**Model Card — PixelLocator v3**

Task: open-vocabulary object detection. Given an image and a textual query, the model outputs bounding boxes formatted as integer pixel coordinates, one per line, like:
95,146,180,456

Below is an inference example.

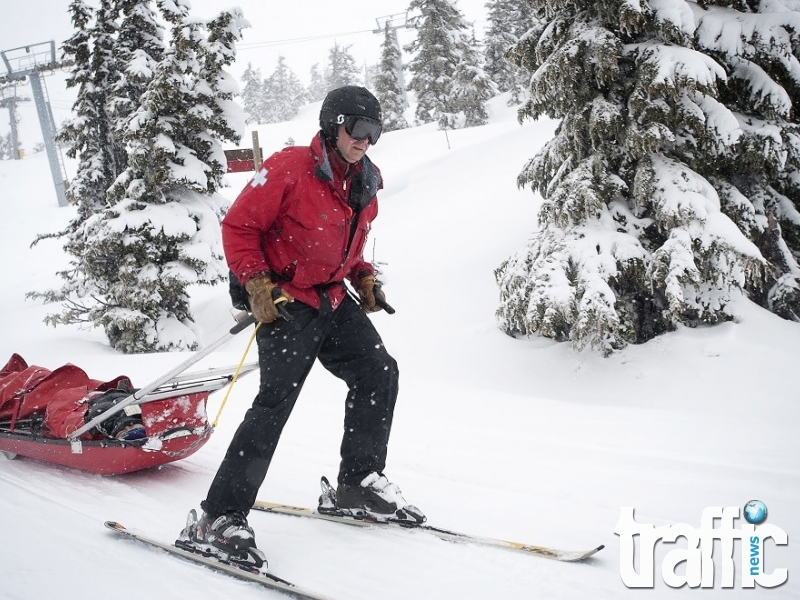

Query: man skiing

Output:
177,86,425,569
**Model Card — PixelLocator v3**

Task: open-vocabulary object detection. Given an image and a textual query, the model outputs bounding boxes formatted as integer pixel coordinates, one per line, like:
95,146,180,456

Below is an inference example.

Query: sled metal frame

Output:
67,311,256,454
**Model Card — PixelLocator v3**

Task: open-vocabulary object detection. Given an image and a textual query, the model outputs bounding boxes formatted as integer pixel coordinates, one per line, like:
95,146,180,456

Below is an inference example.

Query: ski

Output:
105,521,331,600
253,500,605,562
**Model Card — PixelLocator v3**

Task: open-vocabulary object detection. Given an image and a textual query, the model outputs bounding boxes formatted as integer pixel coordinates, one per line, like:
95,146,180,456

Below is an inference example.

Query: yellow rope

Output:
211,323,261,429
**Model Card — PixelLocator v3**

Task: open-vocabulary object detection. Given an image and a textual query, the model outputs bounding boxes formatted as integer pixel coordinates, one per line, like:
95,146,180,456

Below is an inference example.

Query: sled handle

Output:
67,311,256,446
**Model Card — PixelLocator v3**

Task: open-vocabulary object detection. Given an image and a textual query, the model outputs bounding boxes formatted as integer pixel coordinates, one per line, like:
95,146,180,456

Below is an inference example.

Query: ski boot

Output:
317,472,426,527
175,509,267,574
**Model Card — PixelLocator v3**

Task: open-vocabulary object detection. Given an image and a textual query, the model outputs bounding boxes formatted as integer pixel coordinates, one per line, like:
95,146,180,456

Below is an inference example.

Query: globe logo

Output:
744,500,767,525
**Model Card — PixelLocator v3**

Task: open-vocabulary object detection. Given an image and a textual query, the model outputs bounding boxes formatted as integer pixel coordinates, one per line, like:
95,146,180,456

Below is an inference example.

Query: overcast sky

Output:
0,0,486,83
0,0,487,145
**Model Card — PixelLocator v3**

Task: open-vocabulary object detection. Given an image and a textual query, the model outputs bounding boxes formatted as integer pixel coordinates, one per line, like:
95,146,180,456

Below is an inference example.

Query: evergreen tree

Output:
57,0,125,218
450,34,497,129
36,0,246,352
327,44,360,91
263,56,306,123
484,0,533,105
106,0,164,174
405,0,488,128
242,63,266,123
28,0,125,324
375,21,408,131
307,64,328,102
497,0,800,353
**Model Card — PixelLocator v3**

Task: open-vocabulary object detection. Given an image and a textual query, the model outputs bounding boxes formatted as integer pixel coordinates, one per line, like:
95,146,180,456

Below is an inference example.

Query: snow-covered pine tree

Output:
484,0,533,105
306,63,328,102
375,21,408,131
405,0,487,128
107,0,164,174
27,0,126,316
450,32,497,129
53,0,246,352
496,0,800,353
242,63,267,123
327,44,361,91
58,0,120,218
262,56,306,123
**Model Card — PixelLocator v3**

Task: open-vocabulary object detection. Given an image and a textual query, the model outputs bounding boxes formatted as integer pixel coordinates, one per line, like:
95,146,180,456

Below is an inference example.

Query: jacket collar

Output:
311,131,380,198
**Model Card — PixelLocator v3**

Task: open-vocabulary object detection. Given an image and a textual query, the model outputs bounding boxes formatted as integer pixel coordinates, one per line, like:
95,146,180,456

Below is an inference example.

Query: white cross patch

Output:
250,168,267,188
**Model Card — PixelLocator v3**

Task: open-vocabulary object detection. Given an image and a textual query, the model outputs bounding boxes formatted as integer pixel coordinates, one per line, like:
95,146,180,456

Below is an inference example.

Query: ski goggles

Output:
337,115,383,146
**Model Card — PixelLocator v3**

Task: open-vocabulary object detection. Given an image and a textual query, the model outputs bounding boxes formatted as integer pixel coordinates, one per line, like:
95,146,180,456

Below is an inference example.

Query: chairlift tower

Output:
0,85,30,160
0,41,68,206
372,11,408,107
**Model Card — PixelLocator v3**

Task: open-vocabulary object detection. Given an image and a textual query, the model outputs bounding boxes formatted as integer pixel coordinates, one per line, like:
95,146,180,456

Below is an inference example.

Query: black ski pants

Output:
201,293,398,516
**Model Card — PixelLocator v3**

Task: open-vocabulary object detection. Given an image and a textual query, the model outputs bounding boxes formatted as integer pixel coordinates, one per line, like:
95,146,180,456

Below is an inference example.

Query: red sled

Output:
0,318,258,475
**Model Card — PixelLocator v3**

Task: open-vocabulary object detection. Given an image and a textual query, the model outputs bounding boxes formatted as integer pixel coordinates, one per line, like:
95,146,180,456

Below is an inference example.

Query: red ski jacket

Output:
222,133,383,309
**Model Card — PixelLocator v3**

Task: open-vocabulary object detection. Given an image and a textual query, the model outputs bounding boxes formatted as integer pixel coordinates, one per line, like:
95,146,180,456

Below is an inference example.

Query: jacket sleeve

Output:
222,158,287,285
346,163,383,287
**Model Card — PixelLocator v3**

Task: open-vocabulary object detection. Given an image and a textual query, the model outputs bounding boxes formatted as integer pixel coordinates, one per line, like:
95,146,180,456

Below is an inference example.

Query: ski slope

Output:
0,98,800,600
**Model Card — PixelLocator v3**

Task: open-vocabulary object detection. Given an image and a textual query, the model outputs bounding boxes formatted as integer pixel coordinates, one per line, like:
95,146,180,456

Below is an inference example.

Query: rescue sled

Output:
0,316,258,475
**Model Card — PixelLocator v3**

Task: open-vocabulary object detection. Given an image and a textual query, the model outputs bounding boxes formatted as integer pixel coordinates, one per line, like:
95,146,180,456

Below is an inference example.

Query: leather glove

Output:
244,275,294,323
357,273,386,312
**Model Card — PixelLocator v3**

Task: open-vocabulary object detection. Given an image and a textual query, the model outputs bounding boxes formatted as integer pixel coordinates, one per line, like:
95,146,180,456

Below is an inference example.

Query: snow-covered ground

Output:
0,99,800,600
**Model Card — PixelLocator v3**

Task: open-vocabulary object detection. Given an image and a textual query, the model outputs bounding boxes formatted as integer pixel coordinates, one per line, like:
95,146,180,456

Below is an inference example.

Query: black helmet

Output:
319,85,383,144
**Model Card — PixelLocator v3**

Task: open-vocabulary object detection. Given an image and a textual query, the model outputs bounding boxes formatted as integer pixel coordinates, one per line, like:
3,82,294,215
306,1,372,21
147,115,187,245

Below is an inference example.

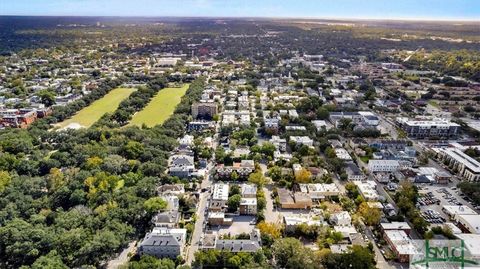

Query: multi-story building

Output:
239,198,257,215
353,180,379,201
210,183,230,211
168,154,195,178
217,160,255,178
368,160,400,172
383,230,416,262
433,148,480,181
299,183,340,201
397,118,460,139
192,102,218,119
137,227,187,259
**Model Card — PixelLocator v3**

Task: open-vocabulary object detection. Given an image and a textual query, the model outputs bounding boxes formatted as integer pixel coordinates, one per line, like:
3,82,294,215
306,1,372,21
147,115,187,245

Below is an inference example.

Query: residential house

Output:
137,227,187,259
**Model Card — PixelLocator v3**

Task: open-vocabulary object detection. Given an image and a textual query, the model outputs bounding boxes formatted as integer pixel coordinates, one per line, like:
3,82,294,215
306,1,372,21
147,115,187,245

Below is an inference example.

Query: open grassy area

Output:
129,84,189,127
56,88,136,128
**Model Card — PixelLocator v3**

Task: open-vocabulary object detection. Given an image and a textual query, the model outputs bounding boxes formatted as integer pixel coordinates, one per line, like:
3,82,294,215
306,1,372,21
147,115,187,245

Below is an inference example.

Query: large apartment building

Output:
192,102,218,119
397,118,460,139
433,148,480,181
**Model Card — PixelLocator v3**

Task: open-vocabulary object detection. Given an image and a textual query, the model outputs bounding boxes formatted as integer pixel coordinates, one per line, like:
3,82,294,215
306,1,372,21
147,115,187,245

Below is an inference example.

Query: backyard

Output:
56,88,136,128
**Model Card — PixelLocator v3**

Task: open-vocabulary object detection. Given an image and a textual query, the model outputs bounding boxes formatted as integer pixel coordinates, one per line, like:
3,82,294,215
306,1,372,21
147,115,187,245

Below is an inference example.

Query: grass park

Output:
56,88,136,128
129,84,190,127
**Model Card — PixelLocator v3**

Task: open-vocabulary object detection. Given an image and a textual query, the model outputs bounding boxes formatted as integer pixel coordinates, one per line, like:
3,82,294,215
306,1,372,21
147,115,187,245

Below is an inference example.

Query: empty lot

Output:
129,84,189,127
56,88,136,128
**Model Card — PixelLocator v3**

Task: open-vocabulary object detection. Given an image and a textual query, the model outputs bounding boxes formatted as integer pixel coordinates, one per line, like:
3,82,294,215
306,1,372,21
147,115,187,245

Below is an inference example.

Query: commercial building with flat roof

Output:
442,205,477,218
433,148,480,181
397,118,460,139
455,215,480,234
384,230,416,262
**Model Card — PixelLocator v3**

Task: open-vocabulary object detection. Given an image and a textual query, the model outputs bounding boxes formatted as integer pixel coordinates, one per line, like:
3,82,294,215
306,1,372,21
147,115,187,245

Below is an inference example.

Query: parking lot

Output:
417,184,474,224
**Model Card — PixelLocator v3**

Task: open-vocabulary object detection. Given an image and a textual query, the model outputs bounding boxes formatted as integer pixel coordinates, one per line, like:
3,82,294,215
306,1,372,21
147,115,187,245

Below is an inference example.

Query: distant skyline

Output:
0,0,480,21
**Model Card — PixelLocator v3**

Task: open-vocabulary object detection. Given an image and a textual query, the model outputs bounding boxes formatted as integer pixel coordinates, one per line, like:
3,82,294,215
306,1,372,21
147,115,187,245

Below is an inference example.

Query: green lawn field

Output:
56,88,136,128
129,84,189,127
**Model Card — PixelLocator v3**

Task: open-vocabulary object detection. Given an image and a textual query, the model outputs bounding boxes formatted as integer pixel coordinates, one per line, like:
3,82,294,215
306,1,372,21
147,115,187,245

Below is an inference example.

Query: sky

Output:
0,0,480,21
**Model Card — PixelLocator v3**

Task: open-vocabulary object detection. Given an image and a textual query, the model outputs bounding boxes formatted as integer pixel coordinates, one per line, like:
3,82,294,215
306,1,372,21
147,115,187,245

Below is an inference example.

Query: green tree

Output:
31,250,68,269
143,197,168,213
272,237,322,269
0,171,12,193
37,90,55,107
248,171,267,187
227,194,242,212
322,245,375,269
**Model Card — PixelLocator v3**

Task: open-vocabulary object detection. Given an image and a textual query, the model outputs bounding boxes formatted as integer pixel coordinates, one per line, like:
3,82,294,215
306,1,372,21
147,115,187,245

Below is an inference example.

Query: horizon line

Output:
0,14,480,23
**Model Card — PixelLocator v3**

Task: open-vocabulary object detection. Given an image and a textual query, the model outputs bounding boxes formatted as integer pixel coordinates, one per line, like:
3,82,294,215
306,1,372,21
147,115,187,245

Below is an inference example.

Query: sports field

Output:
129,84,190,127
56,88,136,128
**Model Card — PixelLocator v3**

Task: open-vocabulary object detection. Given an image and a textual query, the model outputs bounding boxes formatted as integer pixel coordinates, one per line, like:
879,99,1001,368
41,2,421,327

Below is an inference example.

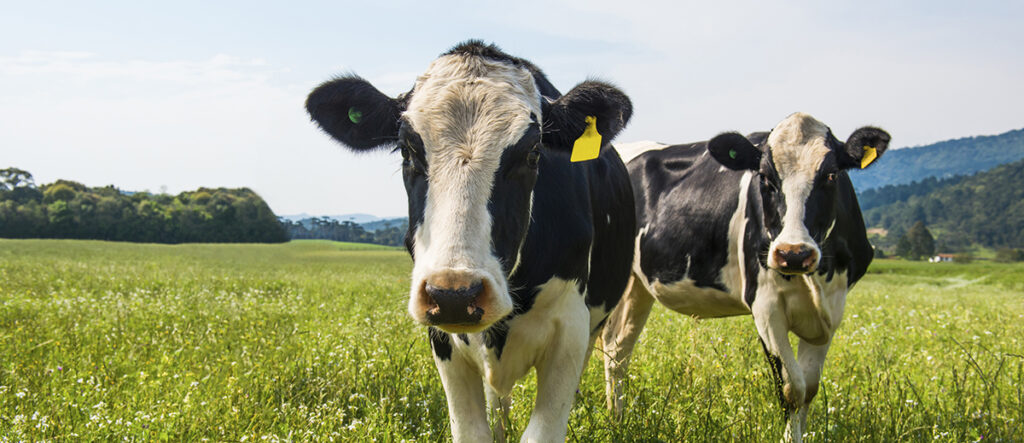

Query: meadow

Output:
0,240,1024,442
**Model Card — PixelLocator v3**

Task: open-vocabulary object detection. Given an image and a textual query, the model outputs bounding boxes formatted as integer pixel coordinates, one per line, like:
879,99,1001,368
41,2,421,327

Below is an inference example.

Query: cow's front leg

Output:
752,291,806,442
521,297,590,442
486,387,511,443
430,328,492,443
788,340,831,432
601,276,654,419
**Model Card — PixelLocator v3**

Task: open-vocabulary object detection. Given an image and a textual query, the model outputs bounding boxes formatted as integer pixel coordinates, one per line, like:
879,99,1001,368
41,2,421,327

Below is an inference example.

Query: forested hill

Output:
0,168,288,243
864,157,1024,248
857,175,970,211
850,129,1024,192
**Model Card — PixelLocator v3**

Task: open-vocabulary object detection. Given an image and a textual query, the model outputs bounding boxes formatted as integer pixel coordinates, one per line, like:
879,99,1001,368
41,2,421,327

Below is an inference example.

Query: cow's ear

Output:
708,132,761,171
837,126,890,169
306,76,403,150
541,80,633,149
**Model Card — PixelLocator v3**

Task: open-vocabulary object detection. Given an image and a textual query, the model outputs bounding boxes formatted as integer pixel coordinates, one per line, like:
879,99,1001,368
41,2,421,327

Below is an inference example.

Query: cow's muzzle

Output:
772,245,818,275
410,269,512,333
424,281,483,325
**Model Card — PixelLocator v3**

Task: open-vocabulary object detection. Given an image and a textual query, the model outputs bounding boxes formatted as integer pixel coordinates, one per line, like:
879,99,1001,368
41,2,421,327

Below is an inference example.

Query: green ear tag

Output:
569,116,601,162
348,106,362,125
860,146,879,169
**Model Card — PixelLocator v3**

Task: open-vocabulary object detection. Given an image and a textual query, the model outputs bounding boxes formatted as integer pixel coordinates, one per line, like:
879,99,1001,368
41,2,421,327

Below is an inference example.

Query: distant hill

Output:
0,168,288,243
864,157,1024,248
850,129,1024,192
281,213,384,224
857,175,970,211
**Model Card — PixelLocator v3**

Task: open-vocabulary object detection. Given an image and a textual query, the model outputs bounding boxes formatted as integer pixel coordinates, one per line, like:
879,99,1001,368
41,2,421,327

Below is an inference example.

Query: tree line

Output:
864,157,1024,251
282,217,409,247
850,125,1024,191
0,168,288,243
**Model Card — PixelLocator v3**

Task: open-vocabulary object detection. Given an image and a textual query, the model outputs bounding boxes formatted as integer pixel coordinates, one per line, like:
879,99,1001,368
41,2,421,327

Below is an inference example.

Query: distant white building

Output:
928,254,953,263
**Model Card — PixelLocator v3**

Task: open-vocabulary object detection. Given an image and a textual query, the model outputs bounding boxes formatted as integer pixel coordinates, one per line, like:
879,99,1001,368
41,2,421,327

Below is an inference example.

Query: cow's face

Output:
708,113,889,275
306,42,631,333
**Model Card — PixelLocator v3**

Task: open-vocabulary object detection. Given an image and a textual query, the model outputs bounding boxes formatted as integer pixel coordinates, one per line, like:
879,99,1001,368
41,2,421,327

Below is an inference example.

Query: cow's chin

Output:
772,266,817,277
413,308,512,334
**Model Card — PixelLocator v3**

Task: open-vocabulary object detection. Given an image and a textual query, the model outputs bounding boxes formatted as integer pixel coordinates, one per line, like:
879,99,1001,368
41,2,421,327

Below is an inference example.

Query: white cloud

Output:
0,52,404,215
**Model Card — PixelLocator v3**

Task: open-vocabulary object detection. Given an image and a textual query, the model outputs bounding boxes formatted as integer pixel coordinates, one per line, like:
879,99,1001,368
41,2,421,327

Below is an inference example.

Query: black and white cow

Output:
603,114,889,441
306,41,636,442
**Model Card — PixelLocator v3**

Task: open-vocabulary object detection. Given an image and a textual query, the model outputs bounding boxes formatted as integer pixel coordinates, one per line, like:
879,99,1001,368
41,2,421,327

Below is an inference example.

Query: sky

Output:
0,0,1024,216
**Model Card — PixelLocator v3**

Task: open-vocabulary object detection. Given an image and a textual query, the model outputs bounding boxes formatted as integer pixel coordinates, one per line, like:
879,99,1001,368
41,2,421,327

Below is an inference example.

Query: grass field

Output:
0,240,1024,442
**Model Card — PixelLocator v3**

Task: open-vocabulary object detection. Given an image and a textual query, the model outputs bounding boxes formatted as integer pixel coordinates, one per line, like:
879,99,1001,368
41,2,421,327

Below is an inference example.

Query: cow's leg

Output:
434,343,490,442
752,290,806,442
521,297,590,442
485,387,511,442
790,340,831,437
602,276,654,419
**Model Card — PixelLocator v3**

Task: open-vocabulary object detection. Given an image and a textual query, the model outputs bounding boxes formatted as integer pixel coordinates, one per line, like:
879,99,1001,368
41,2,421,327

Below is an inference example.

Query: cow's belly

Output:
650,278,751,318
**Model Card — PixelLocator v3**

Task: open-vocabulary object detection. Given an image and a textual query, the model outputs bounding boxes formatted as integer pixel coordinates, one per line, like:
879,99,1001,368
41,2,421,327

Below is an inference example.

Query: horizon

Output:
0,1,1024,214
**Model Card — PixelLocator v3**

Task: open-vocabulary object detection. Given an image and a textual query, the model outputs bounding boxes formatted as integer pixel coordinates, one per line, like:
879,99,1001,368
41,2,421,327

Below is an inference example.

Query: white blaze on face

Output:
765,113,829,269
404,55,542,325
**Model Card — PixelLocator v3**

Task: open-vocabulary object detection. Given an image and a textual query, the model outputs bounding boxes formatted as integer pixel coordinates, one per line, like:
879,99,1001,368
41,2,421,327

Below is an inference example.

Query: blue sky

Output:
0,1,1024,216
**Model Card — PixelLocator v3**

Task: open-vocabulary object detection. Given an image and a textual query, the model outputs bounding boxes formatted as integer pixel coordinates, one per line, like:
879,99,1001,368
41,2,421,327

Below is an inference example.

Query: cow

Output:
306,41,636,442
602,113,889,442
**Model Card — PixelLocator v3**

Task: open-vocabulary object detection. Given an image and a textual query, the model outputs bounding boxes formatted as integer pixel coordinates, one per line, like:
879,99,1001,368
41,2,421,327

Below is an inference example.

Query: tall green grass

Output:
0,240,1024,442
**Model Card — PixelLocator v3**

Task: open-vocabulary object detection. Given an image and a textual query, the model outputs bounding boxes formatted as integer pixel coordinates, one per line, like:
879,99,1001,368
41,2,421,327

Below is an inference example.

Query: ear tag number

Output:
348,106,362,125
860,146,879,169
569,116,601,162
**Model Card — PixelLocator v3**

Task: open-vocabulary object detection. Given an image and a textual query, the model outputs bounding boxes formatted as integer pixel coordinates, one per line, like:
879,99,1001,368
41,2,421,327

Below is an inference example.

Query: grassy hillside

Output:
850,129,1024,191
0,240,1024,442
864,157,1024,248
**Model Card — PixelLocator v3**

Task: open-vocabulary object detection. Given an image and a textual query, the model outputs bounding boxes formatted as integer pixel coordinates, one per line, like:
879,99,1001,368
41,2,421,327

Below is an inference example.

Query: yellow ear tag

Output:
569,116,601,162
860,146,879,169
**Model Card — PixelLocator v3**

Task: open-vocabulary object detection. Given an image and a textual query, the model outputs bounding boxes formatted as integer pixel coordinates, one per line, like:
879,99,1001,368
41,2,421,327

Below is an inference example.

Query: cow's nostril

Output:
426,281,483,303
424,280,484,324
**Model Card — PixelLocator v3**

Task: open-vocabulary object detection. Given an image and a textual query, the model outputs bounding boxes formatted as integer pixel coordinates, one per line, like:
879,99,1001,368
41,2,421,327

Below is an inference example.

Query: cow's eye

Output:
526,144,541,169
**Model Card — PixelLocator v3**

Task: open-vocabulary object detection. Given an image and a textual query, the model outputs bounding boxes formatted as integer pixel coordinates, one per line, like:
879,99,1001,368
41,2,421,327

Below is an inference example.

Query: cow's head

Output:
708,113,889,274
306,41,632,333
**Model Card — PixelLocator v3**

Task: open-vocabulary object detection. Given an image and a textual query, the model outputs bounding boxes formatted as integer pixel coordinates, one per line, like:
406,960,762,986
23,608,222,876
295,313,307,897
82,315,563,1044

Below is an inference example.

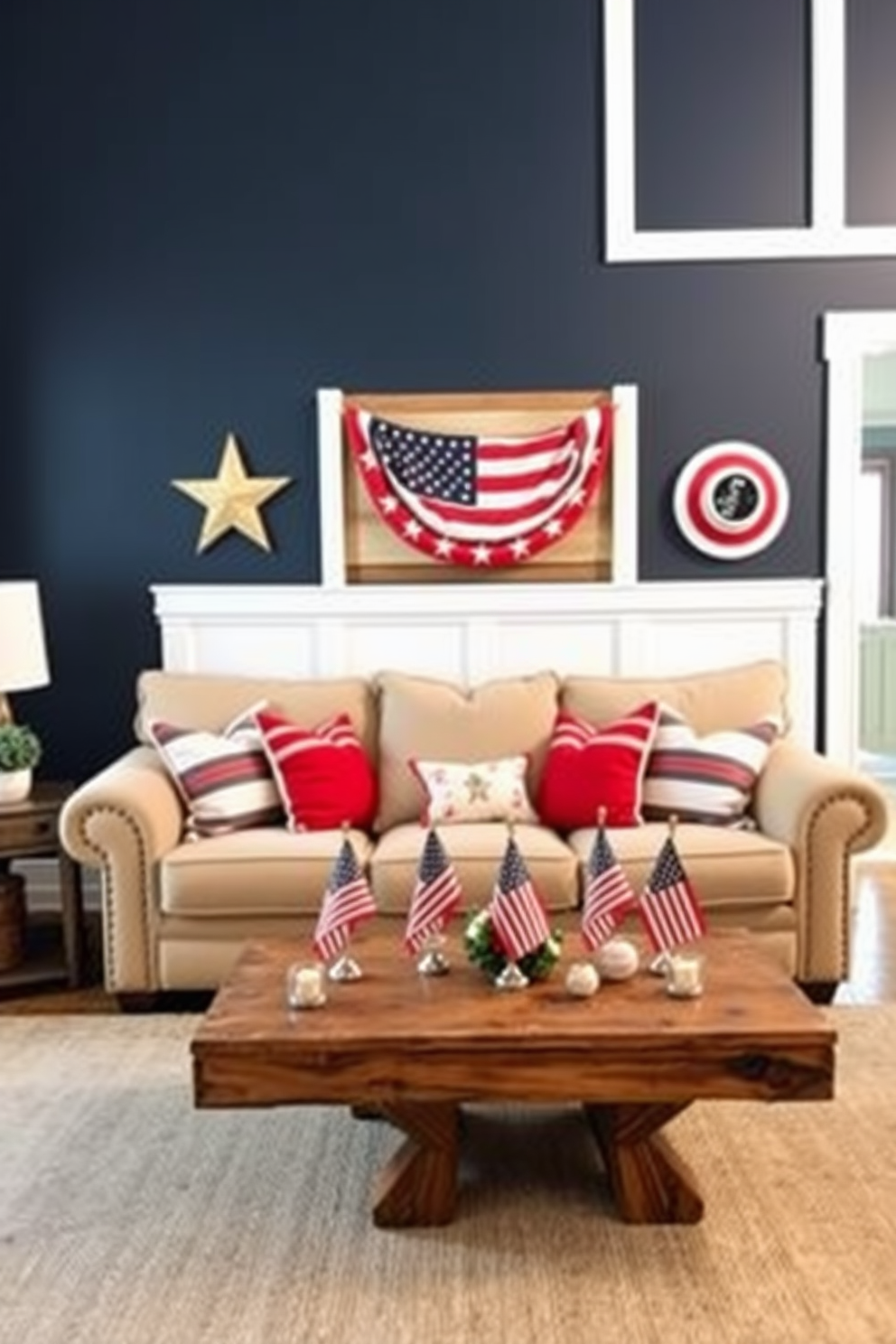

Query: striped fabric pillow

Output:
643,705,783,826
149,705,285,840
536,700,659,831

▶ [Exercise prompt] Report each line in the rows above that contains the word "building", copying every such line in full.

▶ [Answer for this exercise]
Query: multi-story building
Query: large apartment building
Query: commercial building with flat roof
Query: distant white building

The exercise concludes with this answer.